HP-UX vPars and Integrity VM V6.3 Administrator Guide

Figure 10 Bad virtual device allocation
Supported
Virtualization Services Platform (VSP)
X
Guest 1 Guest 2
Virtual Lv Disk
As these examples illustrate, it is important to know where storage is allocated from to avoid data
getting damaged with vPars, VMs, or even the VSP. Management utilities such as the HP SMH
utility allows you to track disk devices, volume groups, logical volumes, and file systems. You can
use these utilities to annotate devices so that VSP administrators can know the vPars or VMs that
are using each VSP storage device.
To show each disk only once, management utilities consolidate multipath devices into one disk.
When you are dividing up the disk, you must use all the parts of a single disk on a single VM.
Allocating different parts of the same disk to different VMs makes it difficult to manage and to
isolate problems.
When an LVM volume group is deactivated, the physical volumes used by that storage is designated
as unused by HP-UX system administration tools such as HP SMH. This is also true for Integrity VM
storage management. As a result, these physical volumes are not automatically protected from use
by VMs as virtual disks.

**EXERCISE**: Pick up the excerpt on allocating VSP storage to vPars and VMs after its last sentence and carry it forward. The records have no connection to the storage allocation excerpt.

**MATERIAL SUPPLIED**:

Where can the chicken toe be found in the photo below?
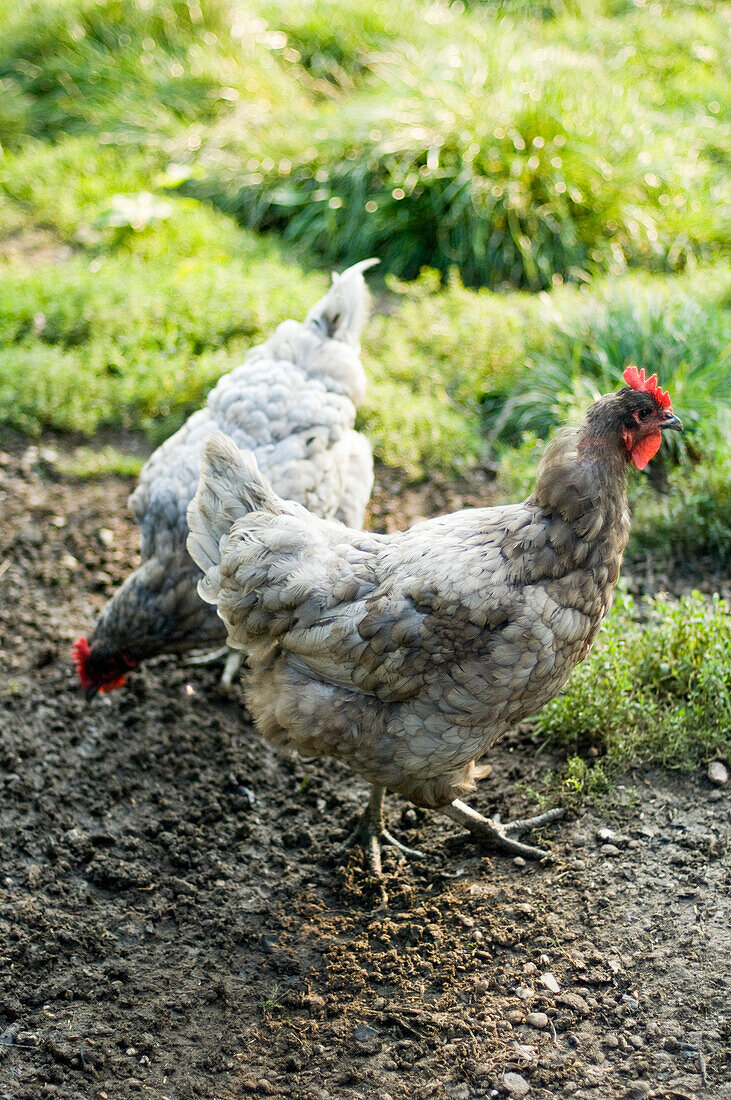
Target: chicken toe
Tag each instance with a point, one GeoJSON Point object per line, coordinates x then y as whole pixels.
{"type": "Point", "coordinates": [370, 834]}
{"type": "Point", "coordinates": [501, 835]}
* * *
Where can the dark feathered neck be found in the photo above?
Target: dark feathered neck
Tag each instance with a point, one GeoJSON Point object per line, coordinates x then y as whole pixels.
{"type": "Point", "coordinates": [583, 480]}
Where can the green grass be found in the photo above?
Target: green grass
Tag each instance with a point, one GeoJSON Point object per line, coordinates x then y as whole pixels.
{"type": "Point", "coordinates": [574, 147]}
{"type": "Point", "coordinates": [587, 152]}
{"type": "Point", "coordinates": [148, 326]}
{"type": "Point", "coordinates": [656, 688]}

**ANSWER TO THIS EXERCISE**:
You can resolve this problem in one of the following ways:
If the volume group is to remain deactivated, the VSP administrator can manually add the
physical volume as a restricted device using the hpvmdevmgmt command.
After activating the volume group, run the hpvmhostrdev command so that the VSP storage
management database is updated accordingly.
An HP-UX system administrator can deactivate a volume group using the vgchange command. It
can also be deactivated, if it is a shared LVM (SLVM) volume group whenever the associated
Serviceguard cluster is reconfigured, or the VSP system is rebooted. You must verify that all SLVM
volume groups are activated after a VSP reboot or Serviceguard cluster reconfiguration.
vPars and Integrity VM checks the present physical configuration when you create a vPar or VM
using the hpvmcreate command. If the vPar or VM uses backing stores that are not available,
the vPar or VM is created, and warning messages provide additional details. If you use the
hpvmstart command to start a vPar or VM that requires physical resources that are not available
on the VSP, the vPar or VM is not allowed to start, and error messages provide detailed information
about the problem.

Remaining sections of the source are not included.